■ YOUR GOAL:
In the forum thread below about the Harman Kardon Premium sound system, how much extra does the premium system cost?

■ PROVIDED PASSAGE:
# Harman Kardon Premium sound system



## troymerritt (Sep 11, 2004)

I have a question. I just ordered a 2005 M3. Will it play MP3's that are recorded on a disc. If someone can give me the answer I would appreciate it. It seems to me that it should being that the premium system costs 700 dollars extra. If not, than I just got ripperd. 
Thanks,
Troy Boy


----------



## Technic (Jun 24, 2002)

troymerritt said:


> I have a question. I just ordered a 2005 M3. Will it play MP3's that are recorded on a disc. If someone can give me the answer I would appreciate it. It seems to me that it should being that the premium system costs 700 dollars extra. If not, than I just got ripperd.
> Thanks,
> Troy Boy


No. Buy an iPod. Yes, we all got _ripperd_.


----------



## jblack (Apr 17, 2002)

troymerritt said:


> I have a question. I just ordered a 2005 M3. Will it play MP3's that are recorded on a disc. If someone can give me the answer I would appreciate it. It seems to me that it should being that the premium system costs 700 dollars extra. If not, than I just got ripperd.

■ RECORDS PROVIDED:
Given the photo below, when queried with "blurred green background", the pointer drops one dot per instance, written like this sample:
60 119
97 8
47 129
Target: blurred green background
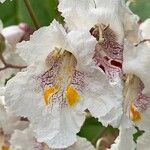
15 12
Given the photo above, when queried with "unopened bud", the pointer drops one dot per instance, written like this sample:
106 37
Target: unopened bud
2 43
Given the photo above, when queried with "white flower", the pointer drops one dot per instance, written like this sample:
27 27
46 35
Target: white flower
58 86
24 140
137 85
125 140
143 141
109 22
12 35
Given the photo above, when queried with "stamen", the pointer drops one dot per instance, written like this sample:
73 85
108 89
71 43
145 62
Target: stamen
135 115
72 95
49 91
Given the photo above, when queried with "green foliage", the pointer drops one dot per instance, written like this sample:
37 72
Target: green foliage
15 11
141 8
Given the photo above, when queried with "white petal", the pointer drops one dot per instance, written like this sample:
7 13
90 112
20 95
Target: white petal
136 61
22 140
143 141
55 127
82 46
131 26
1 25
2 91
105 100
13 34
42 42
145 28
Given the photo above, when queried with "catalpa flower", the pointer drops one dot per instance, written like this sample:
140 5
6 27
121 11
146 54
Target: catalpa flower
59 81
10 37
143 141
136 94
109 22
136 86
145 29
20 140
8 123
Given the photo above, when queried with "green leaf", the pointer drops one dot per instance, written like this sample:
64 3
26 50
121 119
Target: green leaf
14 12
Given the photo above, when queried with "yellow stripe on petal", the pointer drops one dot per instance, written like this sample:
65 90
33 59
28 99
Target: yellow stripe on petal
5 147
134 114
49 91
72 95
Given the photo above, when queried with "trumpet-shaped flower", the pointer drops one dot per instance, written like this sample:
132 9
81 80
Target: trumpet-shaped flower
59 84
109 22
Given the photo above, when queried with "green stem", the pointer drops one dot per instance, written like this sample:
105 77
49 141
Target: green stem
32 15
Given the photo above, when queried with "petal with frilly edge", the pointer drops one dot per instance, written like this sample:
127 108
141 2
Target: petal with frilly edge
143 141
136 63
20 139
54 90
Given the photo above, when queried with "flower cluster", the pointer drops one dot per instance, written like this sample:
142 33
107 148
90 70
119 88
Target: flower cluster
97 63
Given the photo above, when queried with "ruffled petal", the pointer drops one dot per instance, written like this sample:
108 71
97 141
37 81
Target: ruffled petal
42 42
52 124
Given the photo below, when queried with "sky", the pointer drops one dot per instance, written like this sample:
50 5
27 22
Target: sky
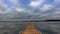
29 9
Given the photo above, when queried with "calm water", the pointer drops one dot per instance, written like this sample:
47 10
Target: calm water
14 27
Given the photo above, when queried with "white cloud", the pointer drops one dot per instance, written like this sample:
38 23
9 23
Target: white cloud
14 2
37 3
20 9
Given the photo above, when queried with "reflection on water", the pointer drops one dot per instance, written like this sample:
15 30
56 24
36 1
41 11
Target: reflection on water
14 27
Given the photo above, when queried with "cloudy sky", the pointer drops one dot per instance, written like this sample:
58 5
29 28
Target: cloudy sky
29 9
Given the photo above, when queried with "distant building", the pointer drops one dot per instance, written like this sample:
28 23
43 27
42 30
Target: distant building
30 29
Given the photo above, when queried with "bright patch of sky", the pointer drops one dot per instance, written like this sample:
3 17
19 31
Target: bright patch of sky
40 8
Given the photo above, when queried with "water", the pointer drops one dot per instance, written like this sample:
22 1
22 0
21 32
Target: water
14 27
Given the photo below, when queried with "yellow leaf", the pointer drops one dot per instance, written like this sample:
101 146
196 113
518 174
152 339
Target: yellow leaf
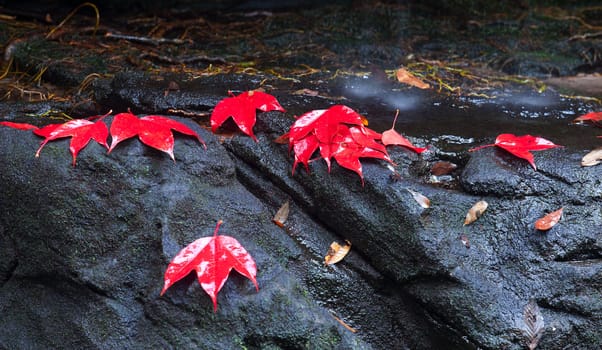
592 158
403 76
336 253
475 212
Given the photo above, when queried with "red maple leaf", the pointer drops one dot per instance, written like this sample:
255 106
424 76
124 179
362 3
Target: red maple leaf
81 132
212 258
520 146
242 109
338 133
153 130
392 137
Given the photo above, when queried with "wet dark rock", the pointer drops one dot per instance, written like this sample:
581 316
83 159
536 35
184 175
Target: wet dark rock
481 291
97 238
84 249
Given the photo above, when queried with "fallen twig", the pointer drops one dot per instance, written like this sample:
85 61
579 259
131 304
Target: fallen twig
144 39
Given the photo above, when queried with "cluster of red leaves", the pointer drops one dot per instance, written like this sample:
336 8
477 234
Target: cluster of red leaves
338 133
154 131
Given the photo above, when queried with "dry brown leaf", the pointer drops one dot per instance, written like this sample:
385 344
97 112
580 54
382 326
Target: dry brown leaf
548 221
592 158
336 253
306 92
475 212
403 76
535 324
420 199
282 214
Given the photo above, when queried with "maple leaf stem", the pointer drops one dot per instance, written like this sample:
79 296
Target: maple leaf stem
100 117
219 223
395 119
480 147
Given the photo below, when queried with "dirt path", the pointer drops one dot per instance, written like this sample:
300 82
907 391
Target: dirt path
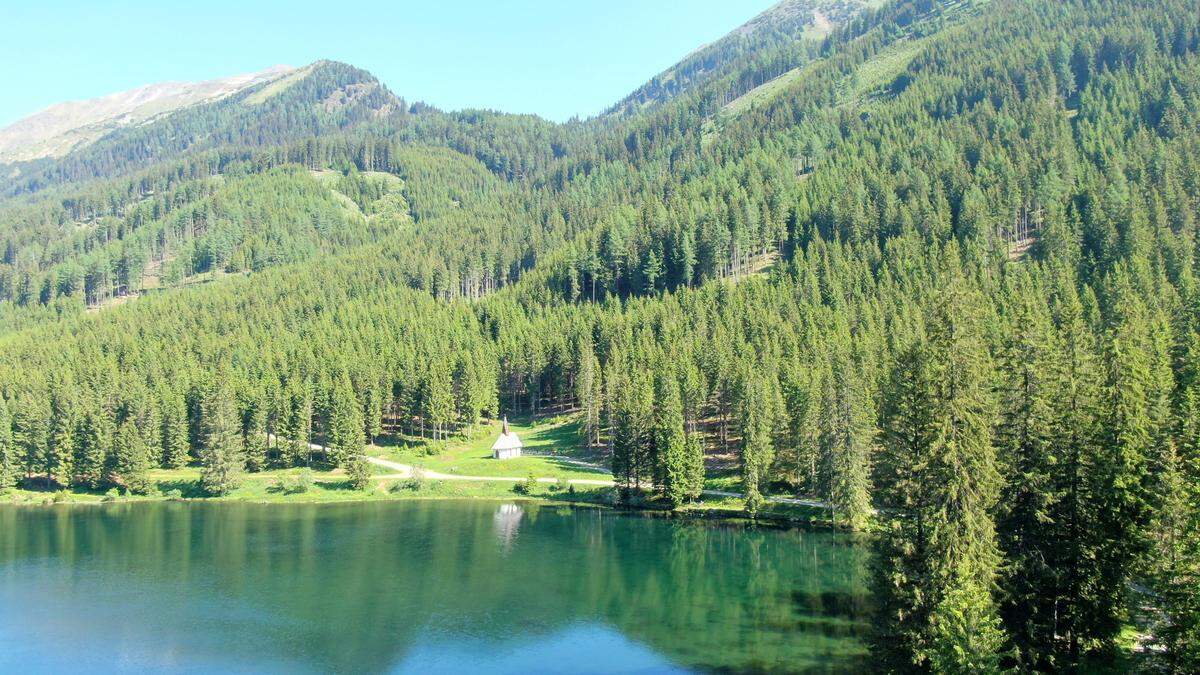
406 471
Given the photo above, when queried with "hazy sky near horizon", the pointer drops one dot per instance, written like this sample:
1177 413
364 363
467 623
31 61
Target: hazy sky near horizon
555 58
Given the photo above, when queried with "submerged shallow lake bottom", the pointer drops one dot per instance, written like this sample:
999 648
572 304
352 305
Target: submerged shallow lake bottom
419 586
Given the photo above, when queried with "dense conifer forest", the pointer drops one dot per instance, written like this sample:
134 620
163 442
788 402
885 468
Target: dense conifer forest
937 268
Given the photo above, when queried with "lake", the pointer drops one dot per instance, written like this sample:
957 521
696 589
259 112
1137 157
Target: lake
419 586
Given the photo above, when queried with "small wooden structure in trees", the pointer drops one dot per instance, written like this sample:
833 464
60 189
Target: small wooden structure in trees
508 446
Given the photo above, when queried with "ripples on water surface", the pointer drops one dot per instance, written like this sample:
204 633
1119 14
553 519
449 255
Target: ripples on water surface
418 587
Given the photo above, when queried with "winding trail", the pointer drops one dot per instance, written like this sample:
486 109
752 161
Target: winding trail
407 471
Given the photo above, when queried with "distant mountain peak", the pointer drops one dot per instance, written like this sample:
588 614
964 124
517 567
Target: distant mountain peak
63 127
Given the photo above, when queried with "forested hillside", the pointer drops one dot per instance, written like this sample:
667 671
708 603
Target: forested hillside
936 268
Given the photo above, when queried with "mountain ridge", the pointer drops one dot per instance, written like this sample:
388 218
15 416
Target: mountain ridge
63 127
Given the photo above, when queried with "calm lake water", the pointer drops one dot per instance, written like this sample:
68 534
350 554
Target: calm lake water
419 587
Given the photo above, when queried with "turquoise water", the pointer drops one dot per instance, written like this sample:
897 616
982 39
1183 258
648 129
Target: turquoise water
419 587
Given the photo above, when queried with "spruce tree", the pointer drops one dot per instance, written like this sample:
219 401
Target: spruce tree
130 459
222 457
671 442
936 554
60 460
30 431
347 438
7 452
1027 441
255 432
94 440
757 440
847 436
175 437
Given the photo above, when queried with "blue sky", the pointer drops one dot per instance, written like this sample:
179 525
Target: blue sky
556 58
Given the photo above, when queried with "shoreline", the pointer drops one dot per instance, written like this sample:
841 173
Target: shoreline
787 518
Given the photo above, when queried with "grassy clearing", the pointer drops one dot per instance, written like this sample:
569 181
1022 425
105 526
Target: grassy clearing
551 451
763 93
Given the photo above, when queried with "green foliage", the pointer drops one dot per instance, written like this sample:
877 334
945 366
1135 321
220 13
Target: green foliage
977 219
222 455
130 459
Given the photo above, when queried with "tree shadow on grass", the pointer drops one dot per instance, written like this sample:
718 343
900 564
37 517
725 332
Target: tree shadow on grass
187 489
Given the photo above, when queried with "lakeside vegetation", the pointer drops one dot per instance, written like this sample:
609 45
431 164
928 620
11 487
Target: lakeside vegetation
979 340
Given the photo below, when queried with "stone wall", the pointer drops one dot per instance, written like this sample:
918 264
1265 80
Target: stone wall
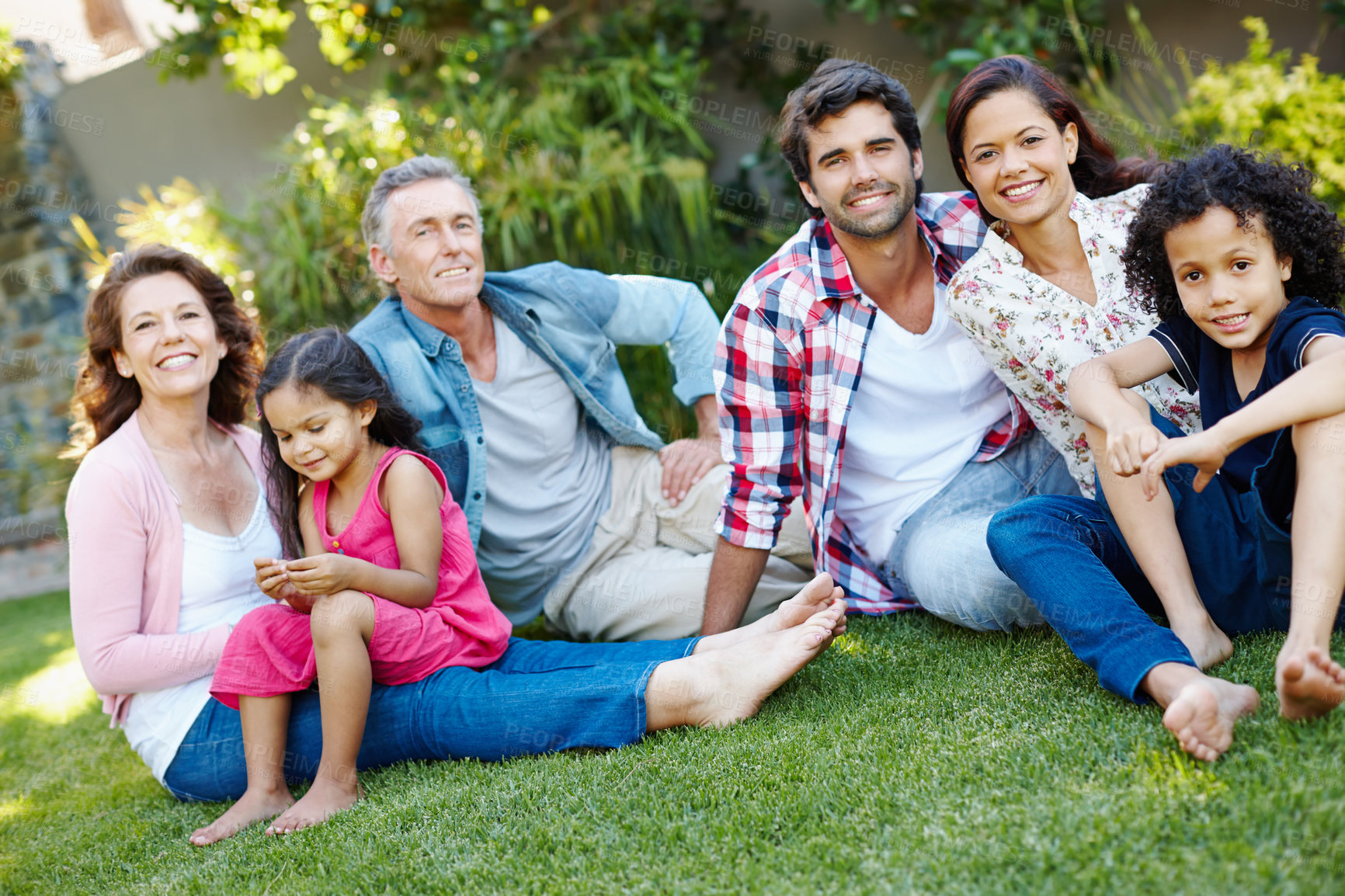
42 300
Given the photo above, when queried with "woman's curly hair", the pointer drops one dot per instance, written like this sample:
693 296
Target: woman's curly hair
1277 194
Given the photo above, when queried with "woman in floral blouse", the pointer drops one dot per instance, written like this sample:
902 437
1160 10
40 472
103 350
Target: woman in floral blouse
1047 290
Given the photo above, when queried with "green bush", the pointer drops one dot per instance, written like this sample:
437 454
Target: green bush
568 123
1254 101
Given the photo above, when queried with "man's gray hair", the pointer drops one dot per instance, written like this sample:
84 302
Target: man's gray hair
374 221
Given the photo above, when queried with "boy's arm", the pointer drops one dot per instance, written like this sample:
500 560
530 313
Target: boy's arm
1097 394
412 498
1313 393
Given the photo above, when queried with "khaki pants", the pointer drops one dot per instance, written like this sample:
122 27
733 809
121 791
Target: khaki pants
647 569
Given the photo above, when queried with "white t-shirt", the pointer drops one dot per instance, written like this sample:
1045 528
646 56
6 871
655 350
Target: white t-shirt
922 409
217 589
547 478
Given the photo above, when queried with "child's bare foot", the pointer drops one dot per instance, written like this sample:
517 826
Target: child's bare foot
253 806
1204 712
722 686
1205 641
323 800
1309 684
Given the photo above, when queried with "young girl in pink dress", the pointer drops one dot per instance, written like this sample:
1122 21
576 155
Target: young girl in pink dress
385 585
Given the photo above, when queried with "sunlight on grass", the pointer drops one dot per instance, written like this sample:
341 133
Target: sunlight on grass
55 693
11 807
1176 775
852 646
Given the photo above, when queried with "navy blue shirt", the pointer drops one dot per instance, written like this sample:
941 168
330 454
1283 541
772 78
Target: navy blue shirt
1203 365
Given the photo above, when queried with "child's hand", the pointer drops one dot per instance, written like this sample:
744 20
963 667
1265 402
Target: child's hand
1128 447
1205 450
321 574
275 583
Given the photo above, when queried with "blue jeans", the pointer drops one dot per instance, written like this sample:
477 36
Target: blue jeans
1072 561
940 556
541 696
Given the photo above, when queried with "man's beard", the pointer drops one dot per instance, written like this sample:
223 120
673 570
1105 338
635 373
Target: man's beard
873 226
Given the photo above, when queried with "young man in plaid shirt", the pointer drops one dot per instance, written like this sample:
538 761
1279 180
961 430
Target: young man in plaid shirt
843 378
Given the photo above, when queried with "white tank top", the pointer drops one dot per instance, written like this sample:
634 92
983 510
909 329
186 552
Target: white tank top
217 589
923 407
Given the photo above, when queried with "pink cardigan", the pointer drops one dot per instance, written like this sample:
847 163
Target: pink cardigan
125 571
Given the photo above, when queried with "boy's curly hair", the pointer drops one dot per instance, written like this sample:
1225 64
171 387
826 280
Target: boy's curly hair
1279 196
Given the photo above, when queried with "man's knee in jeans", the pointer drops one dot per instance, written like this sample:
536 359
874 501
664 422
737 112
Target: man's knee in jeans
950 571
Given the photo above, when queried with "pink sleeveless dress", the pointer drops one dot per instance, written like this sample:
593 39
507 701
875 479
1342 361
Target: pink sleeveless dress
270 651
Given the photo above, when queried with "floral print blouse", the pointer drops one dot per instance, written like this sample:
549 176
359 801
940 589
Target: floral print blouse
1032 332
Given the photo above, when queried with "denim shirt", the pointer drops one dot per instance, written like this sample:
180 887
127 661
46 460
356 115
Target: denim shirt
571 317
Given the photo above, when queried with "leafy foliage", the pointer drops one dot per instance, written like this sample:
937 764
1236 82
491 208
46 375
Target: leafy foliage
571 124
11 58
962 34
1255 101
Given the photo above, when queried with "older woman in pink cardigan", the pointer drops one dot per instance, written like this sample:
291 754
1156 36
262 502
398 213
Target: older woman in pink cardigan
169 514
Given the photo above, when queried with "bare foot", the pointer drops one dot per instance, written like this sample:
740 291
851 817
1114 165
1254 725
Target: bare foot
724 686
323 800
253 806
815 596
1204 712
1205 641
1309 685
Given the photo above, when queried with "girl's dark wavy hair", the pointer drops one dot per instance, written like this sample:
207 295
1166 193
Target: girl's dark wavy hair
330 362
1095 170
1277 194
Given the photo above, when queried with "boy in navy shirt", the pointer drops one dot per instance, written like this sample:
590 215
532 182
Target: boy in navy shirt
1244 268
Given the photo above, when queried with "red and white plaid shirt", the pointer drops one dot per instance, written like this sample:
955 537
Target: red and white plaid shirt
787 366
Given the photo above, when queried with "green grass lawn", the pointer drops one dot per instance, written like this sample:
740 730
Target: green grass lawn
911 758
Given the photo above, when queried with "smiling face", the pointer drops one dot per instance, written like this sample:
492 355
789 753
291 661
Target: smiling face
435 257
861 172
1229 279
169 338
1017 159
319 436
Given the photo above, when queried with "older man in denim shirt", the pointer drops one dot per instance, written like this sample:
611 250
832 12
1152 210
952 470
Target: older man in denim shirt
576 508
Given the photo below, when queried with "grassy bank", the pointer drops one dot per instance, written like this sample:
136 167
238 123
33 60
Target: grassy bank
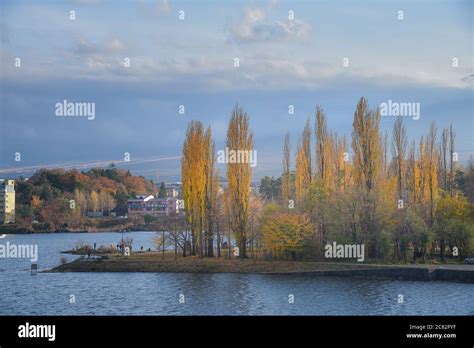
156 262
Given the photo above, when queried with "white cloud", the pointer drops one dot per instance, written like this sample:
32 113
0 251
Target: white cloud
254 26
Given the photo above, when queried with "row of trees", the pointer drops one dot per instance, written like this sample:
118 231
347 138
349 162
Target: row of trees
355 193
203 203
399 198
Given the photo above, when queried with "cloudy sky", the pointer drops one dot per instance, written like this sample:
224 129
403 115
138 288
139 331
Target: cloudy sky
173 61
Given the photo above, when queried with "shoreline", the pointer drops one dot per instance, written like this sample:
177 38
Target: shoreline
154 264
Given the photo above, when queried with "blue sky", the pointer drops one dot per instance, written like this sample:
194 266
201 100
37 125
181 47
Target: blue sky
190 62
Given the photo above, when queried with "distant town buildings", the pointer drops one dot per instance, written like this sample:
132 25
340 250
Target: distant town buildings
174 189
7 201
149 205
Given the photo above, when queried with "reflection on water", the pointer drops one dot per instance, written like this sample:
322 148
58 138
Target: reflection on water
207 294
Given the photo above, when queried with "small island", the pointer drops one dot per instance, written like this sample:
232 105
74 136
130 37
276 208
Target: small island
165 262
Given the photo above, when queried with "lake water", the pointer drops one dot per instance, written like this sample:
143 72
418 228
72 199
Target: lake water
205 294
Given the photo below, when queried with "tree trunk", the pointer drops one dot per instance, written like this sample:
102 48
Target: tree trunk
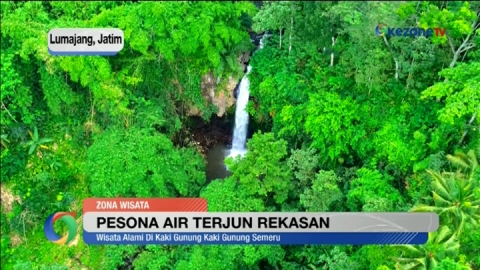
280 38
332 56
290 36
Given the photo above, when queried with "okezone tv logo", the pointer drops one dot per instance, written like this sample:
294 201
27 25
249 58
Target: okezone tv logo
380 30
68 219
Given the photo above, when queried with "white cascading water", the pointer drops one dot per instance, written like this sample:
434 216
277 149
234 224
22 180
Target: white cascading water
241 116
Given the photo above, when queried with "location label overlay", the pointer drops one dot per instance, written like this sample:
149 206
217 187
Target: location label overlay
85 41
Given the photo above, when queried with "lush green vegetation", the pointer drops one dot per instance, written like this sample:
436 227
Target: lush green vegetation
350 122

■ TASK OUTPUT:
700 dollars extra.